━━━ Data entries ━━━

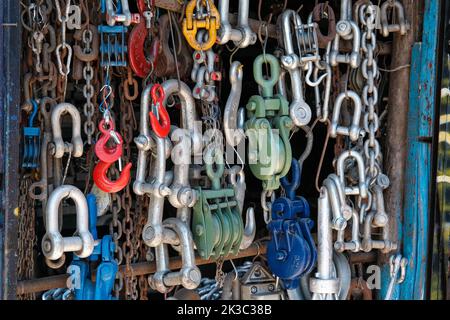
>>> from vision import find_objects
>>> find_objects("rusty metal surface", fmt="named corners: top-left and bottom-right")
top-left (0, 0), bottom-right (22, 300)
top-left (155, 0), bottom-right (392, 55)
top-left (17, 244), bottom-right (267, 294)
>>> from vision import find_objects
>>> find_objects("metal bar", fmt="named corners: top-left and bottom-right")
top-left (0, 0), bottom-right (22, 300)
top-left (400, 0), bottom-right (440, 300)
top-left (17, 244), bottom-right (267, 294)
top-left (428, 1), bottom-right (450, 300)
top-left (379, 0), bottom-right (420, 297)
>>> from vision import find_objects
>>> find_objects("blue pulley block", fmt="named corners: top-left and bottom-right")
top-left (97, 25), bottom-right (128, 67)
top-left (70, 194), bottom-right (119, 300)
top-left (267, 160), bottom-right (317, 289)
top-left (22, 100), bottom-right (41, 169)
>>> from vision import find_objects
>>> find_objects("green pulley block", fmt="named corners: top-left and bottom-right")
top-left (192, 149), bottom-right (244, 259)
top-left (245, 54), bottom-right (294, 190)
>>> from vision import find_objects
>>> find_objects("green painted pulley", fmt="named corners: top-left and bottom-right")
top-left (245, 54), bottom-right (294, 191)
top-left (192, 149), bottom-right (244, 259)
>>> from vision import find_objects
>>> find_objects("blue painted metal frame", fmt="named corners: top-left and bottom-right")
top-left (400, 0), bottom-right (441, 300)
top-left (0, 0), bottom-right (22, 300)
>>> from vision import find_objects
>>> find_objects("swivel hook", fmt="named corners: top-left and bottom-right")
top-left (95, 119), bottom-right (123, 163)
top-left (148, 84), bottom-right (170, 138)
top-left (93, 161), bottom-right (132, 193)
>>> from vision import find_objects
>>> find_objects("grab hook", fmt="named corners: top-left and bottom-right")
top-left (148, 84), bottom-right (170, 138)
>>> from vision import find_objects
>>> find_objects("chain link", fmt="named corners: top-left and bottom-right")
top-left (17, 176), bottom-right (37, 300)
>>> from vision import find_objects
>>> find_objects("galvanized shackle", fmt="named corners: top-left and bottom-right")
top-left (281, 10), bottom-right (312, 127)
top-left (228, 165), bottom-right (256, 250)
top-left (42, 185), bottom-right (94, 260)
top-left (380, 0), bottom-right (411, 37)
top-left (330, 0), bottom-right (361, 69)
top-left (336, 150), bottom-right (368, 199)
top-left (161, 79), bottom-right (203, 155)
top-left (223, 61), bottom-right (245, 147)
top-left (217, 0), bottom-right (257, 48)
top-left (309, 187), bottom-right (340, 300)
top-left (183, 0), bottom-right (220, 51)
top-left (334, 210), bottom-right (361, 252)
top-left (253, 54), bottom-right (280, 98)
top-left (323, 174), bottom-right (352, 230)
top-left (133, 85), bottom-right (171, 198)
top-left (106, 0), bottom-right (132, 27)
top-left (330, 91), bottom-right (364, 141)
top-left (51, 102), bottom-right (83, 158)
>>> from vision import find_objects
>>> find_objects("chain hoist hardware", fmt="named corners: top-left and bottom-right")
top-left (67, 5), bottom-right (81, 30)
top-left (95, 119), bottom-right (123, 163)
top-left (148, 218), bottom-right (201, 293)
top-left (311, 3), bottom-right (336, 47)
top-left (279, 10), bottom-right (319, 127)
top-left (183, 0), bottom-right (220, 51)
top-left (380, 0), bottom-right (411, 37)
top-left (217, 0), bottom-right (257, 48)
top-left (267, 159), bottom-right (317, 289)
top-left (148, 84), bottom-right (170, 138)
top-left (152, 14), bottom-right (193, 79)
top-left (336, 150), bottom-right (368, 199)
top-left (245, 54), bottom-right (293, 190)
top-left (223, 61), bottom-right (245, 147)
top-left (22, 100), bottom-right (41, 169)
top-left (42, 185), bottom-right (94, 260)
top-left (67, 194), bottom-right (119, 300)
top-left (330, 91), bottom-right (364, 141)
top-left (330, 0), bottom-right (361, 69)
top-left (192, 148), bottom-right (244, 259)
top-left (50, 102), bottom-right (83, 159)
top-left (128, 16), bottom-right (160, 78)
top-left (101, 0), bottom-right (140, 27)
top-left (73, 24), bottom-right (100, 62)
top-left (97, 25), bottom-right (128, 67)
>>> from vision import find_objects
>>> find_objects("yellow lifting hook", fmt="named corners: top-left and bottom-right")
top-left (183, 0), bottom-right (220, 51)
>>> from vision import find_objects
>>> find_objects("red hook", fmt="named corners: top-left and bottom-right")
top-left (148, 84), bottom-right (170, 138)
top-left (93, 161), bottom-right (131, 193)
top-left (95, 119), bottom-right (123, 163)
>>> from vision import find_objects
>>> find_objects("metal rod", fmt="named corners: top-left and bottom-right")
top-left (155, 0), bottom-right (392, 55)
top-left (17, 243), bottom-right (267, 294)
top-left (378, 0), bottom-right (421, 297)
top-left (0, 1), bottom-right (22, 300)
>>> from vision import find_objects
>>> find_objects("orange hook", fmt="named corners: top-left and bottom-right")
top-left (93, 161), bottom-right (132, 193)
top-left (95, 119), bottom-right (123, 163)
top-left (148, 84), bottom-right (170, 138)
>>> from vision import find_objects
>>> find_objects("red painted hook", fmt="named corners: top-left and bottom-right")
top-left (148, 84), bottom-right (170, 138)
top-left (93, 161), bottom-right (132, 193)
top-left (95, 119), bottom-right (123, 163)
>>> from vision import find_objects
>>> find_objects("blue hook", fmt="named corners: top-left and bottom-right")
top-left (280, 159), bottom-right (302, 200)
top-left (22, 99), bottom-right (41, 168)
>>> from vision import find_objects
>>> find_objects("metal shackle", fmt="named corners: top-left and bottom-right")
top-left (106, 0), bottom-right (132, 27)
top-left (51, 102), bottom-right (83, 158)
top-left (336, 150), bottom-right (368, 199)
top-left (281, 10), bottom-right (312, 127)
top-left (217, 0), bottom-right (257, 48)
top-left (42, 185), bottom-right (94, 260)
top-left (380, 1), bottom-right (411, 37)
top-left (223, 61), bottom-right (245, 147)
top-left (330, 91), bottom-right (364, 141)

━━━

■ Exercise ■
Collect every line above that contains the word "blue" and copy each one in full.

■ Exercise answer ■
>>> find_objects("blue pulley block", fmt="named corners: top-left and bottom-right")
>>> find_objects("blue painted metal frame", fmt="named corners: top-left and bottom-right")
>>> find_objects("blue hook", fmt="named corners: top-left and bottom-right")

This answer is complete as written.